## What this task involves
Reproduce the osteosarcoma news article word for word, everything from "Researchers have discovered" down to "can be deadly.".
____ Text segment
(RxWiki News) The most common form of bone cancer in kids is osteosarcoma. If it's caught and treated earlier, the outlook is pretty good. If it has spread to the lungs, the prospects aren't so good. A team of researchers may have found a life-saving way to prevent this cancer from moving.
Researchers have discovered an agent that may stop osteosarcoma in its tracks and keep this bone cancer from metastasizing to the lung, an event that can be deadly.
The molecule effectively prevented the cancer from spreading to the lungs in mice that had the disease.
"If your teen complains of bone pain, get it checked out."
Investigators at Georgetown Lombardi Comprehensive Cancer Center worked with this agent in an animal study. They found it blocks or stops a protein called "ezrin" that plays a critical role in the spread of osteosarcoma.
Results from this study were presented at the American Association of Cancer Research (AACR) Annual Meeting 2012, held March 31-April 4, 2012.
Osteosarcoma usually strikes youngsters during periods of rapid growth in the teenage years. It normally shows up in the shin, thigh or upper arm, and symptoms may be a bone fracture, limping or bone pain. The bone cancer also appears in people over the age of 60.
"If we can prevent metastatic disease in osteosarcoma, we will significantly improve survival and quality of life for these patients," says the study's senior investigator, Aykut Üren, M.D., an associate professor of oncology, and of biochemistry and molecular & cellular biology at Georgetown Lombardi Comprehensive Cancer Center.
Researchers discovered a molecule that's works to block ezrin, which is found in many cells in the body, including cancer cells. The protein controls cell interaction, movement and survival in new locations.
Osteosarcoma cells that have a lot of ezrin are usually more aggressive and more likely to relocate to the lungs.
"Having too much ezrin makes it easier for cancer cells to move to the lungs and, once there, it gives these cells a growth advantage," explained Üren.
If the development of this ezrin inhibitor goes well, it could be useful in blocking the spread of other cancers, including breast, colon, ovarian and brain tumors, as well as melanoma and soft tissue sarcomas.
While researchers are enthusiastic about this discovery, Üren says that "we are far from our ultimate goal of using this in humans."
The study was funded by a peer reviewed grant from The Children's Cancer Foundation® of Baltimore, Md. and the Department of Defense.
Several of the scientists involved in this study are named as co-inventors on a patent application that has been filed by Georgetown University related to technology described in this abstract.
________
____ Entries provided
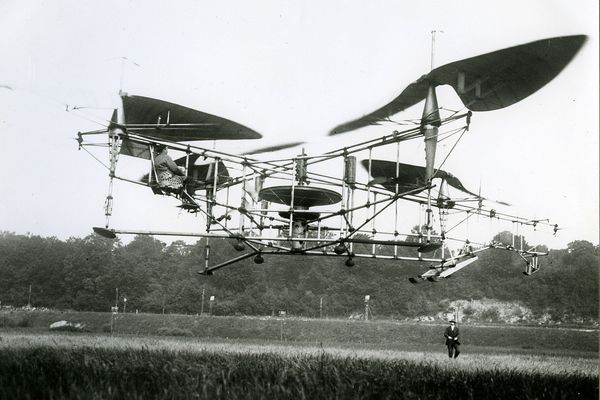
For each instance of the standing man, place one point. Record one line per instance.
(451, 335)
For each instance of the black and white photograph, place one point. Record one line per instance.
(299, 199)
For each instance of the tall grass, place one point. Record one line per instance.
(386, 333)
(42, 372)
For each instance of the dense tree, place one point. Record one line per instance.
(83, 274)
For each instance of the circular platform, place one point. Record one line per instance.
(304, 196)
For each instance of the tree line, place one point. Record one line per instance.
(84, 274)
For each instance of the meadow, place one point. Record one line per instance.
(316, 359)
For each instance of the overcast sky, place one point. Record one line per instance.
(289, 70)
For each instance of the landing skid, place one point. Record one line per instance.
(444, 270)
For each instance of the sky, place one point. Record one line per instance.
(291, 70)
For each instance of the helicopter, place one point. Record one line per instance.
(317, 205)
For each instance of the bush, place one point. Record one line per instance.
(16, 321)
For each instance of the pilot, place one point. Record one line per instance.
(451, 335)
(170, 177)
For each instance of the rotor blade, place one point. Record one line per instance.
(486, 82)
(380, 180)
(273, 148)
(164, 120)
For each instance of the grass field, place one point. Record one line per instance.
(354, 360)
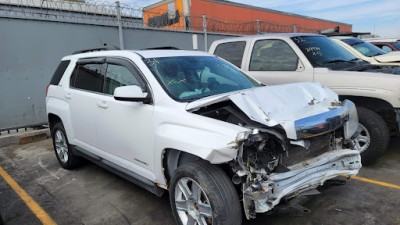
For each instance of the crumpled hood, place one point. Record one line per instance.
(389, 57)
(279, 104)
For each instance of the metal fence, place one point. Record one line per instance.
(133, 16)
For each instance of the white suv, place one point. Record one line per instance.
(193, 124)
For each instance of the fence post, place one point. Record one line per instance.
(120, 34)
(205, 32)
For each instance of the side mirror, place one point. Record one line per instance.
(131, 93)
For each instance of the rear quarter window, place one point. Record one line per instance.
(232, 52)
(59, 72)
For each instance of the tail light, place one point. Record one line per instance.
(47, 89)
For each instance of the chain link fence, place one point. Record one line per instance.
(133, 16)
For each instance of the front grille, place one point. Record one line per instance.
(318, 146)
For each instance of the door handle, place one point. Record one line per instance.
(68, 96)
(102, 104)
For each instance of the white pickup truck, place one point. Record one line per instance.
(293, 57)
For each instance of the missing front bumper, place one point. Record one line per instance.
(303, 177)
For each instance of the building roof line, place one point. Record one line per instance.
(250, 7)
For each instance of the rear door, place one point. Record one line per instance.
(274, 61)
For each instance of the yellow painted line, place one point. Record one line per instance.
(33, 206)
(376, 182)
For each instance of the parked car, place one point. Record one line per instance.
(386, 44)
(368, 52)
(288, 58)
(195, 125)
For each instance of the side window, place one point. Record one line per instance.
(88, 77)
(59, 72)
(117, 76)
(232, 52)
(386, 48)
(273, 55)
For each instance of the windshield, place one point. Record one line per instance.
(188, 78)
(322, 51)
(364, 48)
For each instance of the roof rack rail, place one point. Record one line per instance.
(162, 48)
(103, 48)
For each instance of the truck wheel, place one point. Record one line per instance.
(373, 139)
(63, 149)
(201, 193)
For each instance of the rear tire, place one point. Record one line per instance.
(374, 128)
(62, 148)
(202, 192)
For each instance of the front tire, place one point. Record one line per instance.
(201, 193)
(373, 139)
(62, 148)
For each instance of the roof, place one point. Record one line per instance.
(142, 53)
(381, 39)
(276, 35)
(249, 7)
(344, 37)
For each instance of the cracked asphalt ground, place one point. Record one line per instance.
(92, 195)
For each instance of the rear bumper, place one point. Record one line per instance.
(305, 176)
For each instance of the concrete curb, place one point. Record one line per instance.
(24, 137)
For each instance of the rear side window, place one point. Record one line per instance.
(59, 72)
(232, 52)
(273, 55)
(88, 77)
(118, 76)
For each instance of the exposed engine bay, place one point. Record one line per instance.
(270, 166)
________
## The answer
Researchers have discovered an agent that may stop osteosarcoma in its tracks and keep this bone cancer from metastasizing to the lung, an event that can be deadly.